▶ [PROBLEMS TO SOLVE]:
**a.** In the article on machine learning production checkpoints, what is the title of the paper in which Google condensed its research?
**b.** Rewrite the paragraph beginning "Many production ML systems" from the article on machine learning production checkpoints as a short bulleted list that keeps its main facts.

▶ [EXTRACT PROVIDED]:
-- BEGIN --

Top 7 Checkpoints To Consider During Machine Learning Production
A major challenge for any company that is starting out in the realm of data-driven markets is the deployment of machine learning pipelines at full scale for their products.
To tap the most out of AI, it is necessary to build service-specific tools and frameworks in addition to the existing models. The best strategy varies from product to product; but the rubrics of machine learning stay the same.

To democratise the use of machine learning, Google has condensed their years of research into a paper titled “A Rubric for ML Production Readiness”, where they listed out their findings in the form of 28 specific tests that have shown promising results. Here are a few of those best practices that one can imbibe into their work culture:
Offline Proxy Metrics
The offline/online metric relationship can be measured in one or more small scale A/B experiments using an intentionally degraded model.
A machine learning system is trained to optimise loss metrics, such as log-loss or squared error. A strong understanding of the relationship between these offline proxy metrics and the actual impact metrics is needed to ensure that a better scoring model will result in a better production system.
Checking For Model Staleness
Many production ML systems encounter rapidly changing non-stationary data. Examples include content recommendation systems and financial ML applications. For such systems, if the pipeline fails to train and deploy sufficiently up-to-date models, the model can be called stale. Understanding how model staleness affects the quality of predictions is necessary to determine how frequently to update the model.

-- END --

▶ [ENTRIES]:
-- BEGIN --

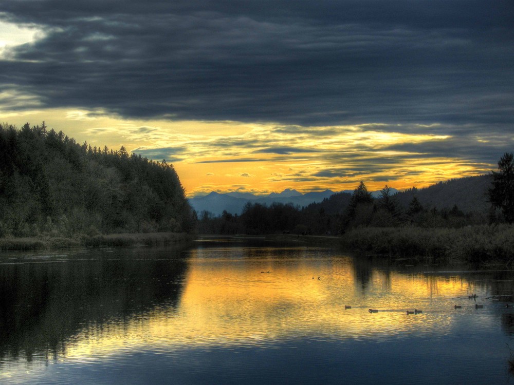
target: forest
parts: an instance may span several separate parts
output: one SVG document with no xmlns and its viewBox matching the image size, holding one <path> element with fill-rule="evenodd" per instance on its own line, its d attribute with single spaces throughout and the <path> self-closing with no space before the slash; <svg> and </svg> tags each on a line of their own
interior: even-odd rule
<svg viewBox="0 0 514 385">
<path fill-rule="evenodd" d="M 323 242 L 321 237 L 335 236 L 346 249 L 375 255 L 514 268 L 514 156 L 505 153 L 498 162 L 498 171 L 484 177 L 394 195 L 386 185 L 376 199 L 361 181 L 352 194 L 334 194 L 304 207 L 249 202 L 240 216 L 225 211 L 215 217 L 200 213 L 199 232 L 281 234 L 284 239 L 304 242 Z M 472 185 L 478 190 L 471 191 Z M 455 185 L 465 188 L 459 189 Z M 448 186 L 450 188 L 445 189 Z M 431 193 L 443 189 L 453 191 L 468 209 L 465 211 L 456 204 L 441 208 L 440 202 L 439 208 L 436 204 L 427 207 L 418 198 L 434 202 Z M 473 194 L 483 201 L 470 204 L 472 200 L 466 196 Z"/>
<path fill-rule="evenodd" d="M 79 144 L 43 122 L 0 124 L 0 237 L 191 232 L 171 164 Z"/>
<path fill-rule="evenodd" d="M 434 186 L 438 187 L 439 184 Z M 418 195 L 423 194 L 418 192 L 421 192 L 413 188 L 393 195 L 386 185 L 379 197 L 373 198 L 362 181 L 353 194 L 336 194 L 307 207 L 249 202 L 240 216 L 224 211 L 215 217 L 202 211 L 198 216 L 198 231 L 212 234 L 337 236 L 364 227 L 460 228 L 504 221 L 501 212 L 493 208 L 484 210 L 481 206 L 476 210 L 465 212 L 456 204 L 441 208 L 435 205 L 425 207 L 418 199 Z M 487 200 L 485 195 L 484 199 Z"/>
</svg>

-- END --
-- BEGIN --

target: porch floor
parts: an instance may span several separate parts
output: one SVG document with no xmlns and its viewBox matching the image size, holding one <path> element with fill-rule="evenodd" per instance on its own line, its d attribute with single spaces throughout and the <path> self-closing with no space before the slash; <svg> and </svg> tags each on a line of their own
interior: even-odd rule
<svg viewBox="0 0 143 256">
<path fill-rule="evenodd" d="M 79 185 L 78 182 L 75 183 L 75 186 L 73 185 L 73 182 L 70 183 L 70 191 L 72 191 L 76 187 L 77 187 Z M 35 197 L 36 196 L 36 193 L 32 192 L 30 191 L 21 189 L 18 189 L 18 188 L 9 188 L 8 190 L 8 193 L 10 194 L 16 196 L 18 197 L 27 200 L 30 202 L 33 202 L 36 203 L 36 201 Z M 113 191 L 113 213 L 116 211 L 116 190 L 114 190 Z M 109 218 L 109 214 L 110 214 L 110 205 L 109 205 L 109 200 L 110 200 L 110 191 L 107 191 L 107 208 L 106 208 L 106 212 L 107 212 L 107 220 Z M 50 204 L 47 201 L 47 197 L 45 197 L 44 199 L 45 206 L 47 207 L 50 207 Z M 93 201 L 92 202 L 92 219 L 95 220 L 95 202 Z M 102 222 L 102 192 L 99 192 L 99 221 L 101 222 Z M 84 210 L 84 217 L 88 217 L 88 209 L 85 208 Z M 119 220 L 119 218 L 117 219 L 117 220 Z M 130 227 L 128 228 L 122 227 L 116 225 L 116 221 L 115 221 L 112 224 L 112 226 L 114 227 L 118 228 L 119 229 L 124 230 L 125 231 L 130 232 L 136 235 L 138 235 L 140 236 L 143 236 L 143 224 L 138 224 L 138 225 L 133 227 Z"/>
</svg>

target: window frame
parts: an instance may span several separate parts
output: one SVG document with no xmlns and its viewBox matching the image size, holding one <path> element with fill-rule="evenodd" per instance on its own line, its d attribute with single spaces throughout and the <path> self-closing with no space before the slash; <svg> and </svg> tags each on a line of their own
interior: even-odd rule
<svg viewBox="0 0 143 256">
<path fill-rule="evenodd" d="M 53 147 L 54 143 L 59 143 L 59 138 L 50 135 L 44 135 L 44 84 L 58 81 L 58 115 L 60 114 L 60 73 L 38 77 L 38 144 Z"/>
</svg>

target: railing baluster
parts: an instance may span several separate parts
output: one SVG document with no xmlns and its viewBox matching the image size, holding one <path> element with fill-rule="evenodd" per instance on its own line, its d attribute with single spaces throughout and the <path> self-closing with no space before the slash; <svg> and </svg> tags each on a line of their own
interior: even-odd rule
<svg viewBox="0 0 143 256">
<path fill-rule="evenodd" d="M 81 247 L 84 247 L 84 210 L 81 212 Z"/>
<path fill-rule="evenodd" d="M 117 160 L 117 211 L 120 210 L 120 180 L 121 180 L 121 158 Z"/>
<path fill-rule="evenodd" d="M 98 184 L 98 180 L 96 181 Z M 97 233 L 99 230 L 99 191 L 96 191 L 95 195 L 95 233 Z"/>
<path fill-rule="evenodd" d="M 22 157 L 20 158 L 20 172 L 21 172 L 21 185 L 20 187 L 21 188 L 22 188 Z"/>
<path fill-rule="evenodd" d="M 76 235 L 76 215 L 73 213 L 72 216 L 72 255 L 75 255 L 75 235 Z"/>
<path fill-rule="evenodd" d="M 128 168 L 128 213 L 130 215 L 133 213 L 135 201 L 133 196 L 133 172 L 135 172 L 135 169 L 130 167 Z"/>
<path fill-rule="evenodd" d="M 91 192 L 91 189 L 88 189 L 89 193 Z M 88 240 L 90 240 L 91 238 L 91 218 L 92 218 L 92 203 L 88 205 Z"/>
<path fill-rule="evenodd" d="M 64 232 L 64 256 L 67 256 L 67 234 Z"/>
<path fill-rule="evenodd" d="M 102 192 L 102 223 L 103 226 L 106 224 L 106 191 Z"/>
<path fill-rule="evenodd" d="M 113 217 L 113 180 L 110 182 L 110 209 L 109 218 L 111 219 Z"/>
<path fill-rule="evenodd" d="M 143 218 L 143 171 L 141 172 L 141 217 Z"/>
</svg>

-- END --
-- BEGIN --

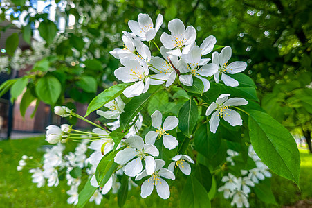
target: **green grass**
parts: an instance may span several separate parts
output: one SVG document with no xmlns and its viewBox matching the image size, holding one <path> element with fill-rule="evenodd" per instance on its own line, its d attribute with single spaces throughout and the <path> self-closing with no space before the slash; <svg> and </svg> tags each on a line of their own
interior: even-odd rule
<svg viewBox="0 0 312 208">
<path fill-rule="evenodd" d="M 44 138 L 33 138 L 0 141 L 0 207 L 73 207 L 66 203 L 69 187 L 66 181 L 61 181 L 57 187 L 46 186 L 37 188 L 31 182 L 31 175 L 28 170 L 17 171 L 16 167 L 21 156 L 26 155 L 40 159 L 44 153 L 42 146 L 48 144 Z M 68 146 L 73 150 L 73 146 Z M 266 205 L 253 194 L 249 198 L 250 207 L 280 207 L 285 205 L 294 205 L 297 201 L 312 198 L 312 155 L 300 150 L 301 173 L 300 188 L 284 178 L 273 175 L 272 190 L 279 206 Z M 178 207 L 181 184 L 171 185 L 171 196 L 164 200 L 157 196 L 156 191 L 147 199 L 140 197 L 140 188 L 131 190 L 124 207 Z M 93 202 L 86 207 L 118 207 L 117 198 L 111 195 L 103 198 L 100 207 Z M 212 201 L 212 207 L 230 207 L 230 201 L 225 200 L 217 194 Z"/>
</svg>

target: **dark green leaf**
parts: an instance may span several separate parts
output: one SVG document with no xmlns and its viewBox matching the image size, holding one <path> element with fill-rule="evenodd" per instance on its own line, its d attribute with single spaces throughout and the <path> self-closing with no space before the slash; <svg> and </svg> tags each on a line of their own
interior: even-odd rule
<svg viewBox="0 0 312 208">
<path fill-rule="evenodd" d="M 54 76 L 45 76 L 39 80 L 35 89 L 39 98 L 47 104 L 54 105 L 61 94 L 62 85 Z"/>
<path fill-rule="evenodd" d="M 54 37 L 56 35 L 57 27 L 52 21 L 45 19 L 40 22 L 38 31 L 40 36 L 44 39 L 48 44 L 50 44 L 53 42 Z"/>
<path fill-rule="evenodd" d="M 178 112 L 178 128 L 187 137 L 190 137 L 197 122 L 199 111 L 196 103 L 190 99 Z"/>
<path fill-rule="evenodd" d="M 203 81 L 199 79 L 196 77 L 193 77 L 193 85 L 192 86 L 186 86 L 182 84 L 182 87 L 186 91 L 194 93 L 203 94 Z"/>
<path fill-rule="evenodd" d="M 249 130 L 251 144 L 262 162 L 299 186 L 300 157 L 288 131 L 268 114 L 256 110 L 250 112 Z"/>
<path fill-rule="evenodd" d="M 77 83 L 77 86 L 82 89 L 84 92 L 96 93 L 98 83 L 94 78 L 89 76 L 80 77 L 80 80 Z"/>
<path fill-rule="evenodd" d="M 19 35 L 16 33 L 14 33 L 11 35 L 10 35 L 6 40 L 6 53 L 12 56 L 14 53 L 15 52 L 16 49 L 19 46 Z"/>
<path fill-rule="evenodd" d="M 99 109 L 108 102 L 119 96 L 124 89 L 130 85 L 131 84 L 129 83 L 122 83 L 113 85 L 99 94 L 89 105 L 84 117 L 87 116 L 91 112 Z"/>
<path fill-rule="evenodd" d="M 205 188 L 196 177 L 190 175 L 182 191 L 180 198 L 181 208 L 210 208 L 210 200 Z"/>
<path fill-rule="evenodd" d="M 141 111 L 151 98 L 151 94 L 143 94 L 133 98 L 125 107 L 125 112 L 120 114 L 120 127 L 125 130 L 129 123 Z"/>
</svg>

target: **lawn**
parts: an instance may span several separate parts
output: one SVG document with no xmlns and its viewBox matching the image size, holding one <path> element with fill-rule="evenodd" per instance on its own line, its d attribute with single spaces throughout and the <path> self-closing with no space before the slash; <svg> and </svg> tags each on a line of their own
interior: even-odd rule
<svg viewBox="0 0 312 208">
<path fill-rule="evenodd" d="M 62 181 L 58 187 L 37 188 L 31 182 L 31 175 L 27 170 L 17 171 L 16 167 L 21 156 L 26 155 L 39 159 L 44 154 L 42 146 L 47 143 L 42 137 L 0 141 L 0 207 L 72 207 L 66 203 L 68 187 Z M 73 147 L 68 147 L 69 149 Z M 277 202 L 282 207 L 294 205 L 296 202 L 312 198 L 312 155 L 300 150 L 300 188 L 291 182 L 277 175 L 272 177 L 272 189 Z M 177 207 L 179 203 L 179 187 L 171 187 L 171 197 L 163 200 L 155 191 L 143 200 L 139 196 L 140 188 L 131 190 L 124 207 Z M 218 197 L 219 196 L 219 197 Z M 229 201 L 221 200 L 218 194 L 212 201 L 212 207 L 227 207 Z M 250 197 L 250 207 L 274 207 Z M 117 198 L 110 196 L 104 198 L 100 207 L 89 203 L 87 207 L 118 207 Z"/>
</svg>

-- END --

▶ [THE REPLIES]:
**a.** “A Rubric for ML Production Readiness”

**b.**
- Many production ML systems deal with rapidly changing, non-stationary data, for example content recommendation systems and financial ML applications.
- If the pipeline fails to train and deploy sufficiently up-to-date models, the model is stale.
- Knowing how staleness affects prediction quality is necessary to decide how often to update the model.